● **Text for analysis**:
BEGIN

Tuesday, August 11, 2009

Summer Camp Alternative

I had not thought death had undone so many.

T. S. Eliot (after Dante)

Forget Chuck E. Cheese's, forget the pool (well, we did that yesterday)--this morning I hauled the seven-year-old to the sprawling cemetery here where we're visiting. He was all for it, actually; since we moved to the country a year ago he has been intensely curious about the small church cemeteries that dot the landscape (he heard the word as "memories" for a while). And two of my grandparents are there.

For a seven-year-old, his acquaintance with death is probably typical. A couple of family pets, and then a few months ago two great-grandmothers who essentially died, as was formerly and quaintly said, of "old age." So the reality has touched him, but not so closely or so viscerally that a cemetery would be best avoided. And this one is a lovely place, strewn with flowers and anchored with numerous massive old trees ("I know that one's a sequoia!").

END

Collected data:

BEGIN

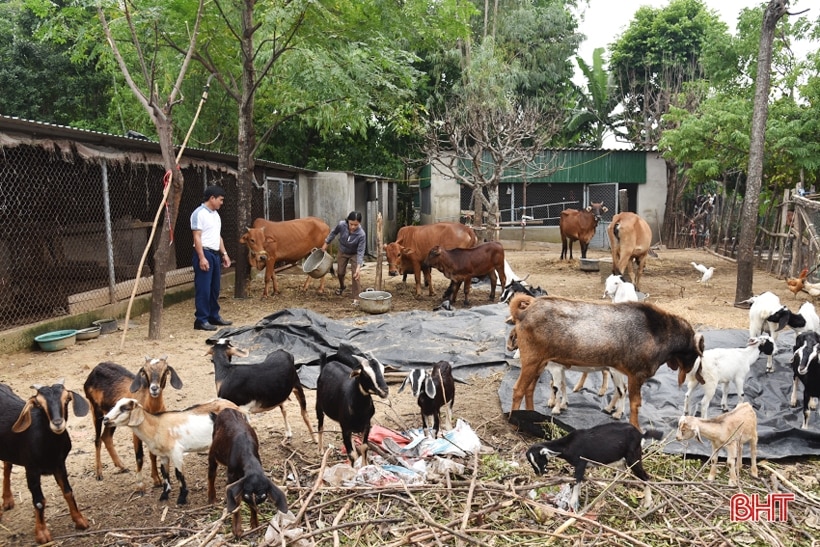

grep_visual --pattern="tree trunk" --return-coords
[735,0,788,303]
[658,160,686,247]
[148,113,184,340]
[234,1,256,298]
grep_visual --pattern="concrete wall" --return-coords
[636,152,667,244]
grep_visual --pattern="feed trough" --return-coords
[302,248,333,279]
[359,289,393,314]
[34,329,77,351]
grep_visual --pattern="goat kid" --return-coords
[675,403,758,486]
[789,331,820,429]
[83,356,182,493]
[745,291,806,372]
[399,361,456,439]
[208,408,288,539]
[0,380,88,544]
[683,333,776,418]
[316,354,388,465]
[527,422,663,511]
[207,338,316,444]
[103,397,239,505]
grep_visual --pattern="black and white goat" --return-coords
[683,333,776,418]
[789,331,820,429]
[746,291,806,372]
[208,338,315,443]
[103,397,239,505]
[83,356,182,492]
[399,361,456,438]
[316,348,388,465]
[0,380,88,544]
[527,422,663,510]
[208,408,288,538]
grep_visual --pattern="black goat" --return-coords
[527,422,663,509]
[789,331,820,429]
[399,361,456,438]
[208,338,315,443]
[316,348,388,465]
[83,356,182,493]
[208,408,288,538]
[498,279,547,304]
[0,380,88,543]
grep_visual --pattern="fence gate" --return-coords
[584,182,618,253]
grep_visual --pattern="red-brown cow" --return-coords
[607,212,652,290]
[558,201,608,260]
[239,217,330,298]
[384,222,478,296]
[427,241,507,306]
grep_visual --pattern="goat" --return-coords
[0,380,88,544]
[675,403,757,486]
[746,291,806,372]
[208,408,288,539]
[208,338,315,443]
[601,274,638,302]
[527,422,663,509]
[789,331,820,429]
[399,361,456,438]
[103,397,239,505]
[683,334,775,418]
[83,356,182,493]
[498,279,547,304]
[316,348,388,465]
[510,294,704,427]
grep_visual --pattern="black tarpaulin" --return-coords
[203,304,820,458]
[498,330,820,459]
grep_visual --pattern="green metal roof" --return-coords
[419,149,647,188]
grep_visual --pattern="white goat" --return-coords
[675,403,757,486]
[601,274,638,302]
[746,291,806,372]
[103,397,241,505]
[683,334,775,418]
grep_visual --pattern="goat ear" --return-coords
[69,391,88,416]
[168,365,182,389]
[225,477,245,513]
[128,405,145,427]
[424,375,436,399]
[11,397,34,433]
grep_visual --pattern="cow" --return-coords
[607,212,652,290]
[558,201,609,260]
[426,241,507,306]
[384,222,478,297]
[239,217,330,298]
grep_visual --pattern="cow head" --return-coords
[384,241,403,276]
[239,228,276,270]
[587,201,609,224]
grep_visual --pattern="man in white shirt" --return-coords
[191,186,232,331]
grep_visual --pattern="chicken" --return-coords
[786,268,809,296]
[692,262,715,285]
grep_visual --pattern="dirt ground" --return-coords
[0,242,805,546]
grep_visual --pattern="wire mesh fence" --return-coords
[0,141,288,330]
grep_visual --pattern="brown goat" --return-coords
[83,356,182,492]
[510,294,704,428]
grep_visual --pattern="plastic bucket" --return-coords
[302,248,333,279]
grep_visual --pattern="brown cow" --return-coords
[607,212,652,290]
[384,222,478,296]
[426,241,507,306]
[558,201,609,260]
[239,217,330,298]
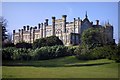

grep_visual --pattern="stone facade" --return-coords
[13,13,113,45]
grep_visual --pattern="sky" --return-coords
[2,2,118,42]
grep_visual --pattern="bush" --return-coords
[12,48,31,60]
[2,47,31,60]
[2,47,16,60]
[75,47,112,60]
[2,42,15,48]
[32,46,69,60]
[15,42,32,49]
[33,36,63,49]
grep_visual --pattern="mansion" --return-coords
[13,13,114,45]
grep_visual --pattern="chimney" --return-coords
[38,23,40,29]
[27,25,30,31]
[96,20,99,26]
[23,26,26,31]
[34,26,37,29]
[45,19,48,26]
[62,15,67,33]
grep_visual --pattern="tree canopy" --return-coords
[81,28,102,47]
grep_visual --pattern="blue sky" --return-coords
[2,2,118,42]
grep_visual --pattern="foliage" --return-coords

END

● **Problem set**:
**1)** In the blog post, echo the passage from "T. S. Eliot" to "grandparents are there.".
**2)** According to the blog post, how long ago did the family move to the country?
The entries stand on their own and are not part of the blog post.

● **Responses for each task**:
**1)**
T. S. Eliot (after Dante)

Forget Chuck E. Cheese's, forget the pool (well, we did that yesterday)--this morning I hauled the seven-year-old to the sprawling cemetery here where we're visiting. He was all for it, actually; since we moved to the country a year ago he has been intensely curious about the small church cemeteries that dot the landscape (he heard the word as "memories" for a while). And two of my grandparents are there.

**2)** A year ago.